Aim of the task:
The required output is the complete listing, copied word for word.

Start of Recorded information

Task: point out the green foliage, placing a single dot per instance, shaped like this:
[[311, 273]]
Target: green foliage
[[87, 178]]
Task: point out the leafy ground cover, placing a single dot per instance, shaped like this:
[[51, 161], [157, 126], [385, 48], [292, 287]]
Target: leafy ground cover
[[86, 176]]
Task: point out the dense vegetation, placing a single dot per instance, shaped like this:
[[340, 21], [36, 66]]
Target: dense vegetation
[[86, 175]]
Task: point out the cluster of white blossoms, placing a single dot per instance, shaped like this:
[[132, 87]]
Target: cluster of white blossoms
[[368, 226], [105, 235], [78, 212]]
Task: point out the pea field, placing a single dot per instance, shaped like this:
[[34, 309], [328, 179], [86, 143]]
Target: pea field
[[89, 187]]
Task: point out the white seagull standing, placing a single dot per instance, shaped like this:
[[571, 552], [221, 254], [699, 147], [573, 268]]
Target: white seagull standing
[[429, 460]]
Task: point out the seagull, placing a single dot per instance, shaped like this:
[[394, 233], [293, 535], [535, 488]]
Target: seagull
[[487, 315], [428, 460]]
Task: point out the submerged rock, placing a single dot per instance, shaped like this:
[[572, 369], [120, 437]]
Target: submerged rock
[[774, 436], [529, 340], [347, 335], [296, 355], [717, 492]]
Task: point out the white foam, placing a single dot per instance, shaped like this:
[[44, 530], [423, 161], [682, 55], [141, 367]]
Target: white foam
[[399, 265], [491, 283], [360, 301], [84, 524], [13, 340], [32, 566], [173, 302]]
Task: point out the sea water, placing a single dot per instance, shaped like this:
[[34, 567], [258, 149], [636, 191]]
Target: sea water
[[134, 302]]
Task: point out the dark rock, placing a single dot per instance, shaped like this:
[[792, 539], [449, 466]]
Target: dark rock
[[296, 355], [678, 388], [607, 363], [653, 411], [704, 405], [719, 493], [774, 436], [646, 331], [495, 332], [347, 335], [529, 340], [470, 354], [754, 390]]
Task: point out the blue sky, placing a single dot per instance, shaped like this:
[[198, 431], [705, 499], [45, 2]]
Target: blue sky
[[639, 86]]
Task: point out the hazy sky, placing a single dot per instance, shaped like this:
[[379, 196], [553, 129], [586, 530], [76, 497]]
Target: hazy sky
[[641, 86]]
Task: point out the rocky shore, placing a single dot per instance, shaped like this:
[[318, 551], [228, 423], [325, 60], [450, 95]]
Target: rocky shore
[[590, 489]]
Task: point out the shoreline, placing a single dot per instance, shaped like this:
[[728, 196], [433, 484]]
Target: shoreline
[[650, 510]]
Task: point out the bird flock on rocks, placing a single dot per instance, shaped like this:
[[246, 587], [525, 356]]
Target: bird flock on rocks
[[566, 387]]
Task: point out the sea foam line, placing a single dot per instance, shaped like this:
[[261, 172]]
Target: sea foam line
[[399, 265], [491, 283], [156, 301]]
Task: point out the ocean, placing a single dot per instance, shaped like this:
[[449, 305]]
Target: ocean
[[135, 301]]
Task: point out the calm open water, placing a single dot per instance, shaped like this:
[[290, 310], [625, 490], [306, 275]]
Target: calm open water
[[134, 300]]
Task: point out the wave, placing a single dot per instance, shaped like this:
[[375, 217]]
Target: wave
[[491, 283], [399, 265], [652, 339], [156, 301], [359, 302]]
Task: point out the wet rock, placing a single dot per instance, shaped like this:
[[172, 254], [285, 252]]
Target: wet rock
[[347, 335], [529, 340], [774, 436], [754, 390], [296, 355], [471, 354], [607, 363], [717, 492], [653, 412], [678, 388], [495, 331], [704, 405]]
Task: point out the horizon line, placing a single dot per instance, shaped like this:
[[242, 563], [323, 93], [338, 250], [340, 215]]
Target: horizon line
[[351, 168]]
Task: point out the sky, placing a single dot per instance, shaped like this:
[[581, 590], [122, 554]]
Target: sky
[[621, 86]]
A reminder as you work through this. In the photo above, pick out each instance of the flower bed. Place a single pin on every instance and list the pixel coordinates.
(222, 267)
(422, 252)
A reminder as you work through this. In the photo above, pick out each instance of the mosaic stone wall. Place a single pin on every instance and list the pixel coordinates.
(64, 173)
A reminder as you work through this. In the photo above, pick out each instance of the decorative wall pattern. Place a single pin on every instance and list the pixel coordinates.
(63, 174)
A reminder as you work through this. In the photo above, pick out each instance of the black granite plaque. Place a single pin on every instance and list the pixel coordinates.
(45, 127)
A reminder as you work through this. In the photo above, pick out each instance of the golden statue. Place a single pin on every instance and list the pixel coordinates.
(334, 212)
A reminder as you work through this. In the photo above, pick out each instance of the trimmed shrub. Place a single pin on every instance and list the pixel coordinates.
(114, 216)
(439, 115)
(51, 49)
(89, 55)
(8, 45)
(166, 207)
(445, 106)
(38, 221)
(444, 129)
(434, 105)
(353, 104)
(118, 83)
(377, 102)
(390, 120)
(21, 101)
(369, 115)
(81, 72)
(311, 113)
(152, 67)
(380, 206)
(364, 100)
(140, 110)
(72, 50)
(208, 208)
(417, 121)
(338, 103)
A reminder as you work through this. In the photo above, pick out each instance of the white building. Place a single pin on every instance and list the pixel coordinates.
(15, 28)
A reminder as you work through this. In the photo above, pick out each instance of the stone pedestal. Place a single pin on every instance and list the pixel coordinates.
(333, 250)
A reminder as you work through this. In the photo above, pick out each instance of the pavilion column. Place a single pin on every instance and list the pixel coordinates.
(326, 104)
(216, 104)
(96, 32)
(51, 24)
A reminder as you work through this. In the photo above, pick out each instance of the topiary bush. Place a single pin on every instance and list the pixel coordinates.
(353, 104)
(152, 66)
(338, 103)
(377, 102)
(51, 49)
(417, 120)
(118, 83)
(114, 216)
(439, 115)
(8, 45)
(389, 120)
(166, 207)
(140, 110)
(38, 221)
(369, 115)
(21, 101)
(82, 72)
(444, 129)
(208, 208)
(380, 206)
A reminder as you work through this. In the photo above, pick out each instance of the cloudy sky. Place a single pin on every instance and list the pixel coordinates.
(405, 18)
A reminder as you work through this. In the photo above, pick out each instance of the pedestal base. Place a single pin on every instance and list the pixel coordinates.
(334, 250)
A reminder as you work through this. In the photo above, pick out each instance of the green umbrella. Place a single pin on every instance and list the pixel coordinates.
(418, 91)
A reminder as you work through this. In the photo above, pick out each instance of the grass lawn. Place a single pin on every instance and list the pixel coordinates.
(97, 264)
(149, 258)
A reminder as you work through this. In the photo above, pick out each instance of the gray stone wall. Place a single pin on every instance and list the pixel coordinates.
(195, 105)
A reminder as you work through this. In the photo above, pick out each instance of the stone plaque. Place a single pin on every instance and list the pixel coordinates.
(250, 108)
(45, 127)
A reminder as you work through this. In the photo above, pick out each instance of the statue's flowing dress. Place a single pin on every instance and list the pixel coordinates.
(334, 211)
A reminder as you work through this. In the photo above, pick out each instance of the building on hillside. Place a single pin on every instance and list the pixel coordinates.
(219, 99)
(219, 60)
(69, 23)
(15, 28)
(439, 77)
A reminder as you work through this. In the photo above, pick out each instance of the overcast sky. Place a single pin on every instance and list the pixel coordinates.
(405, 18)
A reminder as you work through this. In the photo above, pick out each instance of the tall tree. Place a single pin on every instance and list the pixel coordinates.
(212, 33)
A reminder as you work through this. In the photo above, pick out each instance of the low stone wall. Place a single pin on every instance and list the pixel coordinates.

End of Recorded information

Written answer:
Task: point out the green foliage, placing a single dot per instance, shaped like this:
[[311, 273]]
Target: green foliage
[[87, 178]]
Task: point out the leafy ground cover, placing a single dot per instance, shaped like this:
[[51, 161], [157, 126], [385, 48], [292, 287]]
Target: leafy ground cover
[[86, 176]]
Task: point out the dense vegetation, placing a single dot per instance, shaped like this:
[[340, 21], [36, 66]]
Target: dense vegetation
[[86, 175]]
Task: point out the cluster of white blossoms, placing a single dot per instance, shaped like this:
[[132, 87]]
Target: cluster of white blossoms
[[368, 226], [105, 235], [78, 212]]
Task: point out the pea field, placing a single dot per instance, shaped like this:
[[34, 309], [328, 179], [86, 143]]
Target: pea field
[[89, 187]]
Task: point out the white seagull standing, placing a single dot per instance, shaped like this:
[[571, 552], [221, 254], [699, 147], [573, 268]]
Target: white seagull standing
[[429, 460]]
Task: point out the seagull, placing a single dot per instance, shaped like this:
[[394, 233], [293, 535], [535, 488]]
Target: seagull
[[487, 315], [428, 460]]
Task: point out the submerged rock, placing a single dot per instance, shaped like this:
[[572, 369], [120, 437]]
Target: submerged rock
[[774, 436], [529, 340], [347, 335], [296, 355], [717, 492]]
Task: point out the white foam, placing a single dot per instance, shaped like this:
[[44, 530], [423, 161], [682, 55], [141, 367]]
Target: white foam
[[399, 265], [491, 283], [360, 301], [84, 524], [13, 340], [32, 566], [173, 302]]
Task: point out the sea water, placing a single dot per instance, shaped like this:
[[34, 567], [258, 149], [636, 191]]
Target: sea water
[[134, 302]]
Task: point out the dark rock, placing a single dot per instance, shaped like this:
[[792, 539], [449, 466]]
Target: dark rock
[[296, 355], [678, 388], [607, 363], [653, 411], [704, 405], [719, 493], [774, 436], [646, 331], [495, 332], [347, 335], [529, 340], [470, 354], [754, 390]]
Task: point out the blue sky, placing a single dot per instance, shaped like this:
[[198, 431], [705, 499], [45, 2]]
Target: blue sky
[[639, 86]]
Task: point out the hazy sky, placing a single dot per instance, shaped like this:
[[379, 196], [553, 129], [586, 530], [76, 497]]
Target: hazy sky
[[641, 86]]
Task: point out the rocky shore, placing a single dot per instance, shaped like this:
[[318, 551], [228, 423], [325, 60], [450, 95]]
Target: rocky shore
[[590, 489]]
Task: point out the shoreline, placing a single dot per instance, shaped like this:
[[728, 196], [433, 484]]
Target: shoreline
[[650, 510]]
Task: point out the bird flock on rocks, placing a single dot per instance, shaped like this:
[[246, 587], [525, 356]]
Target: bird flock on rocks
[[566, 387]]
Task: point out the sea foam line, placing a single dot per instance, shaped like this:
[[261, 172]]
Target: sea foam line
[[399, 265], [491, 283], [156, 301]]
Task: point out the ocean, placing a single dot per instance, shaped like this:
[[449, 305]]
Target: ocean
[[135, 301]]
Task: point out the calm open water, placing a single dot per instance, shaped like this:
[[290, 310], [625, 490], [306, 275]]
Target: calm open water
[[134, 300]]
Task: point out the wave, placing a single dot per instance, shaped like this:
[[375, 217]]
Target: wave
[[491, 283], [399, 265], [652, 339], [156, 301], [359, 302]]
Task: point out the wet rock, placing a single dot per instance, shaped like this:
[[172, 254], [285, 252]]
Target: wet rock
[[347, 335], [529, 340], [774, 436], [754, 390], [296, 355], [471, 354], [607, 363], [717, 492], [653, 412], [678, 388], [495, 331], [704, 405]]
Task: point out the horizon line, placing a single dot per instance, shaped like this:
[[242, 563], [323, 93], [338, 250], [340, 215]]
Target: horizon line
[[351, 168]]
Task: point out the sky, placing a single dot per instance, shaped like this:
[[581, 590], [122, 554]]
Target: sky
[[621, 86]]
A reminder as you work through this. In the photo above, pick out each instance of the flower bed. Place a single pin on every instance and list the pixel coordinates.
(222, 267)
(422, 252)
A reminder as you work through this. In the photo above, pick out each instance of the mosaic stone wall. Place a single pin on every instance and list the pixel coordinates.
(64, 173)
A reminder as you work through this. In the photo above, pick out each instance of the decorative wall pattern. Place a single pin on every instance and list the pixel coordinates.
(63, 174)
A reminder as you work through this. In the photo above, pick out each instance of the black granite plaque. Place a single pin on every instance and list the pixel coordinates.
(45, 127)
A reminder as you work through this. In the photo above, pick out each instance of the golden statue. Place a single pin on every instance and list the pixel coordinates.
(334, 212)
A reminder as you work through this. In the photo above, pick out each instance of the trimmed shrub. Place a single pin on every instance and list the pixel coordinates.
(114, 216)
(439, 115)
(51, 49)
(89, 55)
(8, 45)
(166, 207)
(445, 106)
(38, 221)
(444, 129)
(434, 105)
(353, 104)
(118, 83)
(377, 102)
(390, 120)
(21, 101)
(369, 115)
(81, 72)
(311, 113)
(152, 67)
(380, 206)
(364, 100)
(140, 110)
(72, 50)
(208, 208)
(417, 121)
(338, 103)
A reminder as you work through this. In the photo above, pick out each instance of the white building. Place a single pin on every instance and list the pixel coordinates.
(15, 28)
A reminder as you work through this. In the photo above, pick out each instance of the stone pedestal. Place a single pin on every instance and list the pixel coordinates.
(333, 250)
A reminder as you work through this. In the photo above, pick out each instance of the pavilion column. Place a single pin on every instance and list the pixel coordinates.
(326, 104)
(216, 104)
(96, 32)
(51, 24)
A reminder as you work through this. In the photo above, pick out each instance of the topiary bush. Place a single pin on every instance and list the pixel coordinates.
(353, 104)
(152, 66)
(338, 103)
(377, 102)
(51, 49)
(417, 120)
(118, 83)
(114, 216)
(439, 115)
(8, 45)
(389, 120)
(166, 207)
(140, 110)
(38, 221)
(369, 115)
(21, 101)
(82, 72)
(444, 129)
(208, 208)
(380, 206)
A reminder as you work through this. In the photo above, pick out each instance of the cloudy sky. Place a single pin on every instance and list the pixel coordinates.
(405, 18)
A reminder as you work through this. In the photo above, pick out each instance of the pedestal base. Place a single pin on every instance and list the pixel coordinates.
(334, 250)
A reminder as you work through this. In the photo above, pick out each instance of the green umbrella. Place a single pin on every instance and list the pixel coordinates.
(418, 91)
A reminder as you work through this. In the photo above, pick out each instance of the grass lawn. Place a single pin on every instance and list the pixel coordinates.
(97, 264)
(149, 258)
A reminder as you work through this. In the photo above, pick out each instance of the gray stone wall. Place a single pin on every instance and list the pixel coordinates.
(195, 105)
A reminder as you work through this. In the photo above, pick out each instance of the stone plaque. Place a single pin on every instance and list the pixel coordinates.
(250, 108)
(45, 127)
A reminder as you work through this. In the photo above, pick out each instance of the statue's flowing dress. Place a single pin on every instance and list the pixel coordinates.
(334, 211)
A reminder as you work through this. In the photo above, pick out each instance of the building on hillside. Place a single pin on every instance and list the pixel coordinates.
(219, 99)
(219, 60)
(69, 23)
(15, 28)
(439, 77)
A reminder as you work through this. In the photo above, pick out each instance of the overcast sky. Place a single pin on every instance and list the pixel coordinates.
(405, 18)
A reminder as you work through this. In the photo above, pick out each instance of the tall tree. Place a single pin on every instance and list the pixel coordinates.
(212, 33)
A reminder as you work through this. In the photo above, pick out each instance of the low stone wall. Place a single pin on every instance and list the pixel coordinates.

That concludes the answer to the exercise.